◆ Aim of the task ◆
Rewrite the stretch of rows from the line containing "Objective — one dot on each instance of the stone wall" through the end of the rows, both ends included. Keep each labeling line as is and shift every point coordinate up by 59.

(Stored dataset items)
START

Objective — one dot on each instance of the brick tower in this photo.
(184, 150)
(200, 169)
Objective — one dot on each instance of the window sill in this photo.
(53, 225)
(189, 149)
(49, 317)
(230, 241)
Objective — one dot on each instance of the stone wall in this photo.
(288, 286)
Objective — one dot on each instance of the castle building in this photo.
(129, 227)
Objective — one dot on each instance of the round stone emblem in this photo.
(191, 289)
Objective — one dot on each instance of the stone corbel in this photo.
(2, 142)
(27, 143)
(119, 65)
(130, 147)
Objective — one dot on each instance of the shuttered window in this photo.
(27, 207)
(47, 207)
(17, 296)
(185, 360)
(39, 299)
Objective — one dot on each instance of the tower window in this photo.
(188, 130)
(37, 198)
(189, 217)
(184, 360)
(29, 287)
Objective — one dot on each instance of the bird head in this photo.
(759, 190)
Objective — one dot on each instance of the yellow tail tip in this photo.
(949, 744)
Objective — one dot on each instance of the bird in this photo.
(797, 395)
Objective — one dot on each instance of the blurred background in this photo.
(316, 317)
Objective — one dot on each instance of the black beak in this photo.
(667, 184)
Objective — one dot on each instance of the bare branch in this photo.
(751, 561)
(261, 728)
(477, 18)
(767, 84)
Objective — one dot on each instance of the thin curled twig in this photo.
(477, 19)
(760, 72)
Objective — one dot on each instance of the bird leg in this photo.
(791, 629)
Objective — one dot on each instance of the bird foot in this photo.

END

◆ Solution to this exercise ◆
Objective — one dot on each instance of the stone wall in this photo.
(347, 345)
Objective — one dot on each instance of the castle building in this photo.
(188, 286)
Objective — one dot on each instance of the round stone emblem in this photo.
(250, 348)
Objective — one dot on each instance of the stone corbel in this photo.
(61, 201)
(86, 202)
(178, 124)
(189, 206)
Objective — one dot on each instance of the shuttered window in this photo.
(86, 266)
(106, 266)
(76, 355)
(244, 419)
(98, 358)
Objective — one dot on each instance of the tower window in this photo.
(247, 189)
(96, 257)
(248, 276)
(243, 419)
(88, 346)
Objective — one dot on each instance of the bird head in this photo.
(818, 249)
Objective — one dot on each instance of the yellow tail tip in this photo.
(1008, 803)
Objective — one dot on each instance of the bird in this photo.
(856, 454)
Objective — one dot on each instance of the blurred background in this photo.
(375, 376)
Objective — one dot on each instance of the black beak in this photo.
(726, 243)
Objective — one dot on each instance of the bare branch in this photo.
(810, 620)
(320, 787)
(536, 77)
(826, 143)
Objective — one dot on each instance of the thin curled twig in this photo.
(536, 78)
(819, 131)
Objective — one dot on each instance of the bird leg in this photo.
(850, 688)
Objective — one dot on each instance of the bird foot in this photo.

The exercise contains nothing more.